**** Page
Matt Sellar, de Mbay Mobility, déplore le manque flagrant de groupes d’investisseurs locaux qui peuvent fournir aux entreprises en phase de démarrage le capital nécessaire pour les faire décoller. Jusqu’ présent, les solutions, telles que le Club des Investisseurs Sénégalais – un organisme du secteur privé qui a été créé en 2018 pour réaliser des investissements transformateurs dans l’économie locale – ne sont pas à la hauteur du battage médiatique, n’ayant réalisé que très peu d’investissements depuis sa création.
********
**** Extrait des données
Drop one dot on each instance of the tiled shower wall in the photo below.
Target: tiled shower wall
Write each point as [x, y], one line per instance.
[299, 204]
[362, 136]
********
**Exercices**
**a)** Selon le texte sur l'investissement local, pourquoi des solutions comme le Club des Investisseurs Sénégalais ne sont-elles pas à la hauteur du battage médiatique ? Répondez en une à trois phrases.
**b)** Reprenez le texte sur l'investissement local et poursuivez-le après sa dernière phrase.

**Réponses par exercice**
**a)** Elles ne sont pas à la hauteur du battage médiatique parce que le Club des Investisseurs Sénégalais n'a réalisé que très peu d'investissements depuis sa création en 2018.

**b)**
En termes de levées de fonds, les start-up des pays africains francophones ont du mal à obtenir des tickets importants par rapport à leurs équivalents anglophones. « La première raison est la barrière de la langue », explique Mathias Léopoldie. « Lorsque vous dites « Sénégal » à un investisseur américain, il ne sait pas de quoi vous parlez. C’est un gros problème en matière de financement. » La Banque mondiale et d’autres institutions aident à créer de nouveaux instruments et fonds pour canaliser davantage d’investissements vers les entreprises dans toute l’Afrique francophone. Malgré l’ampleur des opportunités, avec le Ghana, le Nigeria, le Kenya ou l’Afrique du Sud qui sont tous très actifs, il reste encore beaucoup à faire pour faire passer le message.
L’Afrique n’a plus besoin d’aides mais de partenariats positifs !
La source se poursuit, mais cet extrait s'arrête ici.